Repeat the records below exactly as they appear.

□ □ □ □

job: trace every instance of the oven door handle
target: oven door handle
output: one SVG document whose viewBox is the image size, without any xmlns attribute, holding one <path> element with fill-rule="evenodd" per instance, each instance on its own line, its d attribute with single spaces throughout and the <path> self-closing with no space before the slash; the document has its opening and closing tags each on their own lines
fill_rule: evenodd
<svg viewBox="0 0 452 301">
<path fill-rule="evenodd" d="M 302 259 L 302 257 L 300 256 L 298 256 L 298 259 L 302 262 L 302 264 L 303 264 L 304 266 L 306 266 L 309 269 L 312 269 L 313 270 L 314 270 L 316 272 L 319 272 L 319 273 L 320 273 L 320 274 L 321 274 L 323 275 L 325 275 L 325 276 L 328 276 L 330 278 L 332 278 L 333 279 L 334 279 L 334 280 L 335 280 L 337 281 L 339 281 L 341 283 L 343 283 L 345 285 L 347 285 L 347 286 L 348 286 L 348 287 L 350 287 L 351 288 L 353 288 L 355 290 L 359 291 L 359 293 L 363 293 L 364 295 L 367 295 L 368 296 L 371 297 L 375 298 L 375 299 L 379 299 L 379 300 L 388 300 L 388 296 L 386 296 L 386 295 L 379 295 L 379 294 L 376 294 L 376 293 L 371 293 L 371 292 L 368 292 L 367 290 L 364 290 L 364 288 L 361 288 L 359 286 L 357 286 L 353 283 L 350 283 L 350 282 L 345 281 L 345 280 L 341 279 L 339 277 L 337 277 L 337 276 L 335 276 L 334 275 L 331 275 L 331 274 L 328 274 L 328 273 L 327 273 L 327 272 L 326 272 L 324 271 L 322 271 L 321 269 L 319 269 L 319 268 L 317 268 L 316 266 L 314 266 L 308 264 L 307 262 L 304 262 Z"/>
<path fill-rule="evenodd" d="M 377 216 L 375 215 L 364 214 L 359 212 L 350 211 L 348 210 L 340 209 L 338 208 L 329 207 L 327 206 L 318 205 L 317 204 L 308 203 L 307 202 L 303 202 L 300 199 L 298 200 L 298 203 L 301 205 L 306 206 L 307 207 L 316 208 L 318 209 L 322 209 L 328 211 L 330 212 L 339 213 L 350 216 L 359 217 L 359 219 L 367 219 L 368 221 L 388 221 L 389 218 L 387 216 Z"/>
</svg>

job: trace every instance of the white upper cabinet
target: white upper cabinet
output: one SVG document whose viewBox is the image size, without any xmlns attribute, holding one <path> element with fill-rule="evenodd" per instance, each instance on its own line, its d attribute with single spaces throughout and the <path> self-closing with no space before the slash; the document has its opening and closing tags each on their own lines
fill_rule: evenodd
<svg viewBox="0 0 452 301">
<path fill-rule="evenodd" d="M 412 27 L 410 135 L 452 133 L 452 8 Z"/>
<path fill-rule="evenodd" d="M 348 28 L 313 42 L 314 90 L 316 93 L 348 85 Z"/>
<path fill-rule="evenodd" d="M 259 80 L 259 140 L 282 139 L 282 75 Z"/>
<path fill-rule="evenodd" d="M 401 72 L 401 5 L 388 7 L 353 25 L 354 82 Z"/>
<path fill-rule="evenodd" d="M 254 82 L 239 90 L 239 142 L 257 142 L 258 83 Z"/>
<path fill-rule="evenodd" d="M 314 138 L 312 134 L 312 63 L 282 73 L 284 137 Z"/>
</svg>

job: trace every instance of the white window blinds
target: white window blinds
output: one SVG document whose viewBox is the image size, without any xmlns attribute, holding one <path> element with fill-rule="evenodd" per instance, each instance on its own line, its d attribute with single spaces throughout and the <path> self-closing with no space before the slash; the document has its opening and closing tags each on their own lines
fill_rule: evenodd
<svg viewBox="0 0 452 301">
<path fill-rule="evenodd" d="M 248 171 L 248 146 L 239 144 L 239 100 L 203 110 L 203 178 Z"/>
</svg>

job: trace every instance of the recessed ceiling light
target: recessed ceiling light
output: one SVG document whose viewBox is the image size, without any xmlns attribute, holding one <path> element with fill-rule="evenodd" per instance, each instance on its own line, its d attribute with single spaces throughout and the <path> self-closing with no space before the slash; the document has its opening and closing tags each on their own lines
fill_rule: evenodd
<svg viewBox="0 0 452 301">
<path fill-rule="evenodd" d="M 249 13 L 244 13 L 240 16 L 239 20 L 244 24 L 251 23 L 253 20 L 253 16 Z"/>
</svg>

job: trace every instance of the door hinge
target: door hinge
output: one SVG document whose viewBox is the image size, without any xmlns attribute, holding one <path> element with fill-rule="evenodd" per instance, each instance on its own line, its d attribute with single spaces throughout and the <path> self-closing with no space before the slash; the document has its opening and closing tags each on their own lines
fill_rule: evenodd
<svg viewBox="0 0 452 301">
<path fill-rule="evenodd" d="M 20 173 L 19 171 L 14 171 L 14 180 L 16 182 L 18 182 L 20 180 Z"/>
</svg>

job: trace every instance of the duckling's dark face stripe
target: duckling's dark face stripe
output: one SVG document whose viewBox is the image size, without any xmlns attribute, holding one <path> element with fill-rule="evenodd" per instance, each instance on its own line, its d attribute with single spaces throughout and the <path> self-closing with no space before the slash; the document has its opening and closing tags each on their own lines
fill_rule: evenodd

□ □ □ □

Answer to this problem
job: trace every instance of the oven door handle
target: oven door handle
output: one SVG document whose viewBox is the image size, without any xmlns attribute, holding one <path> element with fill-rule="evenodd" per instance, each instance on its own line, its d attribute with single spaces throughout and the <path> self-closing with no space before the slash; the document has its opening and closing tags each on their own lines
fill_rule: evenodd
<svg viewBox="0 0 452 301">
<path fill-rule="evenodd" d="M 302 259 L 302 257 L 300 256 L 298 256 L 298 259 L 302 262 L 302 264 L 303 264 L 304 266 L 306 266 L 309 269 L 312 269 L 313 270 L 314 270 L 316 272 L 319 272 L 319 273 L 320 273 L 320 274 L 321 274 L 323 275 L 325 275 L 325 276 L 328 276 L 330 278 L 332 278 L 333 279 L 334 279 L 334 280 L 335 280 L 337 281 L 339 281 L 341 283 L 343 283 L 345 285 L 347 285 L 347 286 L 348 286 L 348 287 L 350 287 L 351 288 L 353 288 L 355 290 L 359 291 L 359 293 L 363 293 L 364 295 L 367 295 L 368 296 L 371 297 L 375 298 L 375 299 L 379 299 L 379 300 L 388 300 L 388 296 L 386 296 L 386 295 L 379 295 L 379 294 L 376 294 L 376 293 L 371 293 L 371 292 L 368 292 L 367 290 L 364 290 L 364 288 L 361 288 L 359 286 L 357 286 L 353 283 L 350 283 L 350 282 L 345 281 L 345 280 L 341 279 L 339 277 L 337 277 L 337 276 L 335 276 L 334 275 L 331 275 L 331 274 L 328 274 L 328 273 L 327 273 L 327 272 L 326 272 L 324 271 L 322 271 L 321 269 L 319 269 L 319 268 L 317 268 L 316 266 L 314 266 L 308 264 L 307 262 L 304 262 Z"/>
<path fill-rule="evenodd" d="M 377 216 L 375 215 L 364 214 L 359 212 L 350 211 L 348 210 L 340 209 L 338 208 L 329 207 L 327 206 L 318 205 L 317 204 L 308 203 L 307 202 L 303 202 L 300 199 L 298 200 L 298 203 L 301 205 L 306 206 L 307 207 L 316 208 L 318 209 L 322 209 L 328 211 L 330 212 L 339 213 L 350 216 L 359 217 L 359 219 L 367 219 L 368 221 L 388 221 L 389 218 L 387 216 Z"/>
</svg>

job: trace every instance of the white upper cabinet
target: white upper cabinet
output: one SVG document whose viewBox is the image size, without any xmlns attribute, holding one <path> element with fill-rule="evenodd" per instance, each instance on its own line, its d attribute with single spaces throughout and the <path> self-closing with no space before the slash; the document has its opening and closing tags each on their own lines
fill_rule: evenodd
<svg viewBox="0 0 452 301">
<path fill-rule="evenodd" d="M 412 27 L 410 135 L 452 133 L 452 8 Z"/>
<path fill-rule="evenodd" d="M 348 28 L 313 42 L 314 90 L 316 93 L 348 85 Z"/>
<path fill-rule="evenodd" d="M 259 80 L 259 140 L 282 139 L 282 75 Z"/>
<path fill-rule="evenodd" d="M 401 72 L 401 5 L 388 7 L 353 25 L 354 82 Z"/>
<path fill-rule="evenodd" d="M 254 82 L 239 90 L 239 142 L 257 142 L 258 83 Z"/>
<path fill-rule="evenodd" d="M 314 138 L 312 134 L 312 63 L 282 73 L 284 137 Z"/>
</svg>

job: trace every instance of the white window blinds
target: white window blinds
output: one SVG document whose viewBox is the image size, without any xmlns attribute, holding one <path> element with fill-rule="evenodd" per instance, each instance on its own line, its d attribute with single spaces throughout and the <path> self-closing with no space before the slash; the document has its opening and closing tags each on their own lines
fill_rule: evenodd
<svg viewBox="0 0 452 301">
<path fill-rule="evenodd" d="M 248 171 L 248 146 L 239 144 L 239 100 L 203 110 L 203 178 Z"/>
</svg>

job: trace every instance of the recessed ceiling light
target: recessed ceiling light
output: one SVG document whose viewBox is the image size, without any xmlns attribute, holding one <path> element with fill-rule="evenodd" per instance, each instance on its own line, its d attribute with single spaces throughout and the <path> self-closing with no space before the slash; the document has its opening and closing tags each on their own lines
fill_rule: evenodd
<svg viewBox="0 0 452 301">
<path fill-rule="evenodd" d="M 249 13 L 244 13 L 240 16 L 239 20 L 244 24 L 251 23 L 253 20 L 253 16 Z"/>
</svg>

job: trace every instance of the door hinge
target: door hinge
output: one SVG document whose viewBox is the image size, without any xmlns attribute, holding one <path> element with fill-rule="evenodd" per instance, each instance on its own line, its d attribute with single spaces throughout and the <path> self-closing with no space before the slash; the document has its opening and closing tags each on their own lines
fill_rule: evenodd
<svg viewBox="0 0 452 301">
<path fill-rule="evenodd" d="M 20 173 L 19 171 L 14 171 L 14 180 L 16 182 L 18 182 L 20 180 Z"/>
</svg>

job: trace every instance of the duckling's dark face stripe
target: duckling's dark face stripe
output: one SVG document whose viewBox is the image size, without any xmlns attribute, holding one <path> element with fill-rule="evenodd" per instance, each instance on its own line, its d attribute with single spaces throughout and the <path> self-closing with no space before the slash; the document has its opening and closing tags each on their own lines
fill_rule: evenodd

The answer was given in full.